— begin —

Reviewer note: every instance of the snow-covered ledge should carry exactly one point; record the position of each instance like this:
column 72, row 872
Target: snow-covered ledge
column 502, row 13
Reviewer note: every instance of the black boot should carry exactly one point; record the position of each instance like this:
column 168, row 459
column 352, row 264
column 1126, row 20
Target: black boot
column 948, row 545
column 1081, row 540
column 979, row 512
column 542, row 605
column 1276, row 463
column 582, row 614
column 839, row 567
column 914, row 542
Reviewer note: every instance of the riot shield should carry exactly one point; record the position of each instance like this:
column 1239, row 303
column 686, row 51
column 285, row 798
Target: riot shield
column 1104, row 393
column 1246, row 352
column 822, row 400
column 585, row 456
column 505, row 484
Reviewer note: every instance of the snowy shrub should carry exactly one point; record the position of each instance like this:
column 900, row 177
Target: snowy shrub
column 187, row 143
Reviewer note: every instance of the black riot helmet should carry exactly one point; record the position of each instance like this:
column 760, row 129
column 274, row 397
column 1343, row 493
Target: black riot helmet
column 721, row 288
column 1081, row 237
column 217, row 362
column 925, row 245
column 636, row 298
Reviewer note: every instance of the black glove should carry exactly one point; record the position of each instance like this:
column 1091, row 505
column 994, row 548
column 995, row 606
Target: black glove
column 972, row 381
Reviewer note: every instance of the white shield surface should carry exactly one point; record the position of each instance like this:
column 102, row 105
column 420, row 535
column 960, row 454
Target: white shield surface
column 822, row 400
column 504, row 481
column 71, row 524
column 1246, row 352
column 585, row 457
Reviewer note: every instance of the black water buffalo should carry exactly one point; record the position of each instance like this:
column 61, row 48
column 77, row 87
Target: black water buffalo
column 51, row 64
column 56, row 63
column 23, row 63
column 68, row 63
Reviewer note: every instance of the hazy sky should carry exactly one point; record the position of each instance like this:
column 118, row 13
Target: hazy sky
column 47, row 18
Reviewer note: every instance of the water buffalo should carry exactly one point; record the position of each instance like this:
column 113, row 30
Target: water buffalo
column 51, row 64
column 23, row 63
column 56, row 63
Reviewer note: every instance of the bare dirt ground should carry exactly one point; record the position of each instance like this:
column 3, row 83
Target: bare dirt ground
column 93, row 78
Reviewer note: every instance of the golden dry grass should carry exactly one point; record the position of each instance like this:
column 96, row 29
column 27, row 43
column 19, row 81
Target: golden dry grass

— end —

• Short task
Change every "Reviewer note" in the items above to "Checker's note" and give the items again, with nothing else altered.

• Expected answer
Checker's note: every instance of the snow-covered ledge should carry exactly one point; record the position of each instance like this:
column 72, row 872
Target: snow-covered ledge
column 502, row 13
Checker's note: every instance of the black boot should carry exactly one point; record the position of each instance like this:
column 168, row 459
column 352, row 264
column 1126, row 20
Target: black boot
column 948, row 545
column 1081, row 540
column 979, row 512
column 542, row 605
column 1276, row 463
column 582, row 614
column 839, row 567
column 914, row 542
Checker's note: every instance of the riot shield should carry exactly one point; record the position of each instance like this:
column 1239, row 303
column 686, row 51
column 285, row 798
Target: riot shield
column 1104, row 393
column 1246, row 352
column 822, row 400
column 585, row 456
column 505, row 484
Checker's note: every instance of the snowy shrub should carry exactly one point; record the position of each instance like this:
column 900, row 177
Target: snowy shrub
column 187, row 143
Checker's note: every instance of the black riot helmet should carry exactly one point; record the position of each instance like this:
column 760, row 129
column 274, row 397
column 1343, row 493
Target: black riot helmet
column 721, row 288
column 1081, row 237
column 217, row 362
column 925, row 245
column 636, row 298
Checker's note: every instance of the black glove should carry exactly one point; record the position of each instance like this:
column 1091, row 505
column 994, row 548
column 995, row 606
Target: black glove
column 972, row 381
Checker's note: every instance of the white shield surface should carry exactly one point; record the position of each instance like this:
column 102, row 105
column 420, row 535
column 960, row 454
Target: white shield surface
column 822, row 400
column 504, row 481
column 71, row 524
column 1246, row 352
column 585, row 457
Checker's note: every instance of the black water buffalo should carry exactly one point; record the position of each instance like this:
column 61, row 48
column 77, row 87
Target: black water buffalo
column 51, row 64
column 56, row 63
column 23, row 63
column 68, row 63
Checker's note: every instance of the hazy sky should carry exactly one point; record the position of each instance like this:
column 118, row 13
Target: hazy sky
column 47, row 18
Checker's note: every instance of the water buffalo should carry exactly one point; record the position of each instance like this:
column 113, row 30
Target: water buffalo
column 51, row 64
column 23, row 63
column 56, row 63
Checker's note: every instance of the bare dirt ground should carry exactly one point; record the position of each instance like this:
column 3, row 83
Target: bare dirt ground
column 93, row 78
Checker's note: every instance of the golden dry grass should carry exactly one point; record the position of each instance like this:
column 96, row 29
column 27, row 43
column 19, row 81
Target: golden dry grass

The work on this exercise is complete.